---------- Data ----------

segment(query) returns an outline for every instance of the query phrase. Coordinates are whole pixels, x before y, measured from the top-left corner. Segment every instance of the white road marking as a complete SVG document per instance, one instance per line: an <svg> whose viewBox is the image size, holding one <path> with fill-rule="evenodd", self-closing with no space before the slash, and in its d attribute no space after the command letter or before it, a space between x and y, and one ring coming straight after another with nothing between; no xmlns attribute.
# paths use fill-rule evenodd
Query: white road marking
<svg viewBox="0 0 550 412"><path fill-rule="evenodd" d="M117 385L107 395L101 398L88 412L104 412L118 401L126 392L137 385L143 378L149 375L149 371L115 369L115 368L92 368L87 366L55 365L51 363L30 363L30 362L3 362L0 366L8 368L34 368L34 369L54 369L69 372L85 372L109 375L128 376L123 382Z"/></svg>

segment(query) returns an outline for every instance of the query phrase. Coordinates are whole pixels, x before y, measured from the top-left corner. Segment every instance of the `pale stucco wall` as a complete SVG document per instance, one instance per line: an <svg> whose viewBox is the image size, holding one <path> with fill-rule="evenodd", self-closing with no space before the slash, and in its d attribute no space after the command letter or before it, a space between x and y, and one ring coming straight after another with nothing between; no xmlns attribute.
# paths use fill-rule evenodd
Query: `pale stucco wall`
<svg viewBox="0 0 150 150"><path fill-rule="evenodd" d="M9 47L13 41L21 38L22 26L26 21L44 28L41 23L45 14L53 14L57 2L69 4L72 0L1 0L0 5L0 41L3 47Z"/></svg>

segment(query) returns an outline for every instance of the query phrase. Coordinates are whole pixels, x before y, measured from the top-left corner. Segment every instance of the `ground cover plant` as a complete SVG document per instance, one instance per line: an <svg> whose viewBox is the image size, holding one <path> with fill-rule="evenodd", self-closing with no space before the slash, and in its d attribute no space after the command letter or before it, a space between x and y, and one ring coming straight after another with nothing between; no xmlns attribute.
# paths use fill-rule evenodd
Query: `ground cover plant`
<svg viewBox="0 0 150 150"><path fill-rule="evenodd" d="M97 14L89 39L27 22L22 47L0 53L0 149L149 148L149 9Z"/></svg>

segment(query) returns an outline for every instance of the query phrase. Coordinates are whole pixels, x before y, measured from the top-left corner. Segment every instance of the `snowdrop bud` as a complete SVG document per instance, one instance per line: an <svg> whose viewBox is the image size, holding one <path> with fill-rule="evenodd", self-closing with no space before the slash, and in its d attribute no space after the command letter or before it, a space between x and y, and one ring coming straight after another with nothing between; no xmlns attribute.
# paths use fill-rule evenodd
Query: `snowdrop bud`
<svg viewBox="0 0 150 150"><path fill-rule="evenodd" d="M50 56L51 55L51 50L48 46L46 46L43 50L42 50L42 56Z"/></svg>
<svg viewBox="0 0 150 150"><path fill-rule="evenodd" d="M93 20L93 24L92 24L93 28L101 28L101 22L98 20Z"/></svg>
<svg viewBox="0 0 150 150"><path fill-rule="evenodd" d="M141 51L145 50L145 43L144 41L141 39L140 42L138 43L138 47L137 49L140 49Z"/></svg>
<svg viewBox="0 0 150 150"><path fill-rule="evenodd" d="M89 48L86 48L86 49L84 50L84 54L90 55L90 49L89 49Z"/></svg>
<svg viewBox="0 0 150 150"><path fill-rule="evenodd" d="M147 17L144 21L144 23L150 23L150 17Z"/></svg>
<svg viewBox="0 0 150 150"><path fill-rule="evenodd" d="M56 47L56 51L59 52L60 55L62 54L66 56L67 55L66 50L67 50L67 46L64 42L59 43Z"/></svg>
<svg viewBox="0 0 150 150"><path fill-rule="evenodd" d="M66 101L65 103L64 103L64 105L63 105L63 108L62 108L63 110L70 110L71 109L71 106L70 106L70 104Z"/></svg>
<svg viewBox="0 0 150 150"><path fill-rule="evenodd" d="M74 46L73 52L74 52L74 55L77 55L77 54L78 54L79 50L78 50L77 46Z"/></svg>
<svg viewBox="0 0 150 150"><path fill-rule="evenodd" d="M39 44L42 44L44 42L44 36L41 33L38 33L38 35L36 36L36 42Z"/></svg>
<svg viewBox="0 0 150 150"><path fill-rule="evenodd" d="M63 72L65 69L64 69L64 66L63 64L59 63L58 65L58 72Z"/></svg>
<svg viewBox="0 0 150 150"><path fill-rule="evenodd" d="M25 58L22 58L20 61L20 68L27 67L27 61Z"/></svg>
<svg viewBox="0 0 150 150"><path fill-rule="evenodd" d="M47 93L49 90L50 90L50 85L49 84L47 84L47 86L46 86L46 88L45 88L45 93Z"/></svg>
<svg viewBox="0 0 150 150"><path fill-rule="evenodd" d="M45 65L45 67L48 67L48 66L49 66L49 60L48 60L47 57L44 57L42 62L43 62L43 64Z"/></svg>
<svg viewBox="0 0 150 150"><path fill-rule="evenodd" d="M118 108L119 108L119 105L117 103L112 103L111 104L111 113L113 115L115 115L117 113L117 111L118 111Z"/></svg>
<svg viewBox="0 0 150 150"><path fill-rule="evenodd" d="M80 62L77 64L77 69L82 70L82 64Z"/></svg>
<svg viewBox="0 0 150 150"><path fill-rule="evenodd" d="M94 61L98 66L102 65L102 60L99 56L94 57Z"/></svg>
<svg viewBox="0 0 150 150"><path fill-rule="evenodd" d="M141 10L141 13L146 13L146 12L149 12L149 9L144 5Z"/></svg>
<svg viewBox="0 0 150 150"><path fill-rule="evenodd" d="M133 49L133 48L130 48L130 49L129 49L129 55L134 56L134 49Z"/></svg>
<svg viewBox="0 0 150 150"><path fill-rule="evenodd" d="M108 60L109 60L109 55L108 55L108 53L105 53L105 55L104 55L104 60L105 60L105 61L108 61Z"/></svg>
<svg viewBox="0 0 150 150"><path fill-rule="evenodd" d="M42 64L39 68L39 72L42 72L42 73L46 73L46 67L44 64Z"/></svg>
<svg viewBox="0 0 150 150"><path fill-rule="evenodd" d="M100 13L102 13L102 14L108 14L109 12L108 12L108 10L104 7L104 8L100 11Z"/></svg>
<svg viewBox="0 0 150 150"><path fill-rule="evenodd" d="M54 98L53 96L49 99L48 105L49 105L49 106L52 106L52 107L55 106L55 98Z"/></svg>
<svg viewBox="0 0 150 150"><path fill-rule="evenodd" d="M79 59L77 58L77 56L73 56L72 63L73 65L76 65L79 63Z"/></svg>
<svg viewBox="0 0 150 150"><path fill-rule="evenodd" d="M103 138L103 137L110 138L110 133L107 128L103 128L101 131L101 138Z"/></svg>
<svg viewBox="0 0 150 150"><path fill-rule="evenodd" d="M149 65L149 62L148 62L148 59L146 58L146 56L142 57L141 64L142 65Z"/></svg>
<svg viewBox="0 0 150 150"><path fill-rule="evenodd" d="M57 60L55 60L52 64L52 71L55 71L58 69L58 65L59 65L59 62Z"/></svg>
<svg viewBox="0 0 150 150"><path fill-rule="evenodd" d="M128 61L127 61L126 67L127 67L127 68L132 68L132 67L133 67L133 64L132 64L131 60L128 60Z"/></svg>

----------

Work to be completed
Each entry above should be retyped exactly, with nothing missed.

Task output
segment(query) returns an outline for every instance of the query phrase. Coordinates are whole pixels, x before y, measured from the top-left corner. Segment every instance of the white road marking as a complete SVG document per instance, one instance per line: an <svg> whose viewBox is the image size, holding one <path> with fill-rule="evenodd", self-closing with no space before the slash, and in its d attribute no space after the command letter or before it, a space between x and y, and one ring coming straight after another with nothing between; no xmlns attribute.
# paths use fill-rule evenodd
Query: white road marking
<svg viewBox="0 0 550 412"><path fill-rule="evenodd" d="M117 385L107 395L101 398L88 412L104 412L118 401L126 392L137 385L143 378L149 375L149 371L115 369L115 368L92 368L87 366L55 365L51 363L30 363L30 362L3 362L0 366L8 368L34 368L34 369L54 369L69 372L85 372L109 375L128 376L123 382Z"/></svg>

segment(query) returns an outline for every instance of the query phrase. Coordinates are whole pixels, x before y, measured from the top-left corner. Segment every instance of the `pale stucco wall` as a complete SVG document per instance, one instance per line: an <svg> whose viewBox is the image size, holding one <path> with fill-rule="evenodd", self-closing with no space before the slash, and in its d attribute no space after the command letter or before it, a space between x and y, and one ring coming straight after another with nothing between; no xmlns attribute.
# paths use fill-rule evenodd
Query: `pale stucco wall`
<svg viewBox="0 0 150 150"><path fill-rule="evenodd" d="M9 47L13 41L21 38L22 26L26 21L44 28L41 23L45 14L53 14L57 2L69 4L72 0L1 0L0 5L0 41L3 47Z"/></svg>

segment(query) returns an outline for every instance of the query phrase. Coordinates are whole pixels, x before y, measured from the top-left corner. Segment every instance of the `ground cover plant` as a complete SVG document per instance, one instance per line: an <svg> whose viewBox is the image size, holding one <path> with fill-rule="evenodd", self-closing with no space before the slash, and in its d attribute no space after the command letter or before it, a space between x and y, and one ring coming straight after another with nothing between; no xmlns attribute.
# paths use fill-rule evenodd
Query: `ground cover plant`
<svg viewBox="0 0 150 150"><path fill-rule="evenodd" d="M97 14L89 39L27 22L22 47L0 53L0 149L149 148L149 9Z"/></svg>

segment(query) returns an outline for every instance of the query phrase. Coordinates are whole pixels, x before y, measured from the top-left corner. Segment every instance of the `snowdrop bud` as a complete SVG document per instance, one instance per line: an <svg> whose viewBox is the image size, holding one <path> with fill-rule="evenodd", self-closing with no space before the slash, and in its d attribute no space after the command letter or before it, a space between x and y, and one ring coming straight after another with nothing between; no xmlns attribute.
# paths use fill-rule evenodd
Query: `snowdrop bud`
<svg viewBox="0 0 150 150"><path fill-rule="evenodd" d="M50 56L51 55L51 50L48 46L46 46L43 50L42 50L42 56Z"/></svg>
<svg viewBox="0 0 150 150"><path fill-rule="evenodd" d="M93 20L93 24L92 24L93 28L101 28L101 22L98 20Z"/></svg>
<svg viewBox="0 0 150 150"><path fill-rule="evenodd" d="M141 51L145 50L145 43L144 41L141 39L140 42L138 43L138 47L137 49L140 49Z"/></svg>
<svg viewBox="0 0 150 150"><path fill-rule="evenodd" d="M89 48L86 48L86 49L84 50L84 54L90 55L90 49L89 49Z"/></svg>
<svg viewBox="0 0 150 150"><path fill-rule="evenodd" d="M147 17L144 21L144 23L150 23L150 17Z"/></svg>
<svg viewBox="0 0 150 150"><path fill-rule="evenodd" d="M56 47L56 51L59 52L60 55L62 54L66 56L67 55L66 50L67 50L67 46L64 42L59 43Z"/></svg>
<svg viewBox="0 0 150 150"><path fill-rule="evenodd" d="M66 101L65 103L64 103L64 105L63 105L63 108L62 108L63 110L70 110L71 109L71 106L70 106L70 104Z"/></svg>
<svg viewBox="0 0 150 150"><path fill-rule="evenodd" d="M74 46L73 52L74 52L74 55L77 55L77 54L78 54L79 50L78 50L77 46Z"/></svg>
<svg viewBox="0 0 150 150"><path fill-rule="evenodd" d="M39 44L42 44L44 42L44 36L41 33L38 33L38 35L36 36L36 42Z"/></svg>
<svg viewBox="0 0 150 150"><path fill-rule="evenodd" d="M63 72L65 69L64 69L64 66L63 64L59 63L58 65L58 72Z"/></svg>
<svg viewBox="0 0 150 150"><path fill-rule="evenodd" d="M25 58L22 58L20 61L20 68L27 67L27 61Z"/></svg>
<svg viewBox="0 0 150 150"><path fill-rule="evenodd" d="M47 93L49 90L50 90L50 85L49 84L47 84L47 86L46 86L46 88L45 88L45 93Z"/></svg>
<svg viewBox="0 0 150 150"><path fill-rule="evenodd" d="M45 65L45 67L48 67L48 66L49 66L49 60L48 60L47 57L44 57L42 62L43 62L43 64Z"/></svg>
<svg viewBox="0 0 150 150"><path fill-rule="evenodd" d="M118 108L119 108L119 105L117 103L112 103L111 104L111 113L113 115L115 115L117 113L117 111L118 111Z"/></svg>
<svg viewBox="0 0 150 150"><path fill-rule="evenodd" d="M80 62L77 64L77 69L82 70L82 64Z"/></svg>
<svg viewBox="0 0 150 150"><path fill-rule="evenodd" d="M94 61L98 66L102 65L102 60L99 56L94 57Z"/></svg>
<svg viewBox="0 0 150 150"><path fill-rule="evenodd" d="M141 10L141 13L146 13L146 12L149 12L149 9L144 5Z"/></svg>
<svg viewBox="0 0 150 150"><path fill-rule="evenodd" d="M133 49L133 48L130 48L130 49L129 49L129 55L134 56L134 49Z"/></svg>
<svg viewBox="0 0 150 150"><path fill-rule="evenodd" d="M108 60L109 60L109 55L108 55L108 53L105 53L105 55L104 55L104 60L105 60L105 61L108 61Z"/></svg>
<svg viewBox="0 0 150 150"><path fill-rule="evenodd" d="M42 64L39 68L39 72L42 72L42 73L46 73L46 67L44 64Z"/></svg>
<svg viewBox="0 0 150 150"><path fill-rule="evenodd" d="M100 13L102 13L102 14L108 14L109 12L108 12L108 10L104 7L104 8L100 11Z"/></svg>
<svg viewBox="0 0 150 150"><path fill-rule="evenodd" d="M54 98L53 96L49 99L48 105L49 105L49 106L52 106L52 107L55 106L55 98Z"/></svg>
<svg viewBox="0 0 150 150"><path fill-rule="evenodd" d="M79 59L77 58L77 56L73 56L72 63L73 65L76 65L79 63Z"/></svg>
<svg viewBox="0 0 150 150"><path fill-rule="evenodd" d="M103 138L103 137L110 138L110 133L107 128L103 128L101 131L101 138Z"/></svg>
<svg viewBox="0 0 150 150"><path fill-rule="evenodd" d="M149 65L149 62L148 62L148 59L146 58L146 56L142 57L141 64L142 65Z"/></svg>
<svg viewBox="0 0 150 150"><path fill-rule="evenodd" d="M57 60L55 60L52 64L52 71L55 71L58 69L58 65L59 65L59 62Z"/></svg>
<svg viewBox="0 0 150 150"><path fill-rule="evenodd" d="M128 61L127 61L126 67L127 67L127 68L132 68L132 67L133 67L133 64L132 64L131 60L128 60Z"/></svg>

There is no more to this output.